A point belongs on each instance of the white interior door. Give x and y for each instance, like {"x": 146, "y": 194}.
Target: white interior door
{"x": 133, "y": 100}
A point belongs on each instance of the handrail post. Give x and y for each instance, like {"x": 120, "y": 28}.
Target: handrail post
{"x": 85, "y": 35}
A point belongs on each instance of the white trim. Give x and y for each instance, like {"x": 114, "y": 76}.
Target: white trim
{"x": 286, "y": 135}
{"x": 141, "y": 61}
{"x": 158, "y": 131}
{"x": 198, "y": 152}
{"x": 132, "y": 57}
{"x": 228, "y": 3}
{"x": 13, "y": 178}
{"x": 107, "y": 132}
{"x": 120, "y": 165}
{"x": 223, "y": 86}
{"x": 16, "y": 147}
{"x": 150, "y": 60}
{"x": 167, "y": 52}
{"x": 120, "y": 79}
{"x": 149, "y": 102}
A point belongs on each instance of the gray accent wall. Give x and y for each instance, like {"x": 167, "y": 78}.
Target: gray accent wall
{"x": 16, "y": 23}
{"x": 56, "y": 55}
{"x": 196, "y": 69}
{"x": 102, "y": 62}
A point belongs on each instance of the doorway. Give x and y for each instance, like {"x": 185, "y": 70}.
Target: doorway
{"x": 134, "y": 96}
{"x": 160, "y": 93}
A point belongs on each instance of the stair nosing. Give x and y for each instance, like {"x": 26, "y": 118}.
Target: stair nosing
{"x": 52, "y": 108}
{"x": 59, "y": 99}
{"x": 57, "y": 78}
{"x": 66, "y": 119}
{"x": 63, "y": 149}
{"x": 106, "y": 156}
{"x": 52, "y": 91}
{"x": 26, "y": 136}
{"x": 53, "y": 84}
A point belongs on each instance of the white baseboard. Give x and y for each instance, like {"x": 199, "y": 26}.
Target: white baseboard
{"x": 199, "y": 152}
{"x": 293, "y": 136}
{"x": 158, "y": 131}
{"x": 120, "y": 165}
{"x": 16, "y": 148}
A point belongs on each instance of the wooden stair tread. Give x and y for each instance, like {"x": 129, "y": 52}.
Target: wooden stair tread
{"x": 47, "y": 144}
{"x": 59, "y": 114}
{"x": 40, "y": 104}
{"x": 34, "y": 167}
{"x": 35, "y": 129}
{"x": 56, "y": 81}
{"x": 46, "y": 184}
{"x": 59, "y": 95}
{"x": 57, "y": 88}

ACTIVITY - Everything from the line with "Target: white trim" through the line with "A point belongs on each instance of the wooden" in the listing above must be retyped exactly, with nothing added.

RESPONSE -
Target: white trim
{"x": 286, "y": 135}
{"x": 141, "y": 61}
{"x": 158, "y": 131}
{"x": 198, "y": 152}
{"x": 132, "y": 57}
{"x": 228, "y": 3}
{"x": 13, "y": 178}
{"x": 107, "y": 132}
{"x": 120, "y": 165}
{"x": 223, "y": 86}
{"x": 16, "y": 147}
{"x": 150, "y": 60}
{"x": 167, "y": 52}
{"x": 120, "y": 79}
{"x": 149, "y": 102}
A point belongs on each instance of the gray accent wall. Give x and y for each instance, like {"x": 167, "y": 78}.
Target: gray accent wall
{"x": 16, "y": 23}
{"x": 56, "y": 55}
{"x": 196, "y": 69}
{"x": 102, "y": 62}
A point belongs on each instance of the doorway. Give x and y for each instance, like {"x": 185, "y": 70}.
Target: doorway
{"x": 134, "y": 96}
{"x": 160, "y": 93}
A point belongs on each instance of the stair nosing. Give x and y for each instance, like {"x": 26, "y": 118}.
Target: stair nosing
{"x": 52, "y": 108}
{"x": 59, "y": 99}
{"x": 57, "y": 78}
{"x": 66, "y": 119}
{"x": 63, "y": 149}
{"x": 106, "y": 156}
{"x": 52, "y": 91}
{"x": 26, "y": 136}
{"x": 53, "y": 84}
A point belongs on each instance of the white baseboard. Give x and y for each instance, like {"x": 199, "y": 26}.
Target: white baseboard
{"x": 199, "y": 152}
{"x": 293, "y": 136}
{"x": 158, "y": 131}
{"x": 120, "y": 165}
{"x": 16, "y": 148}
A point belongs on each instance of the wooden stair tread. Give x and y for each instance, like {"x": 129, "y": 52}.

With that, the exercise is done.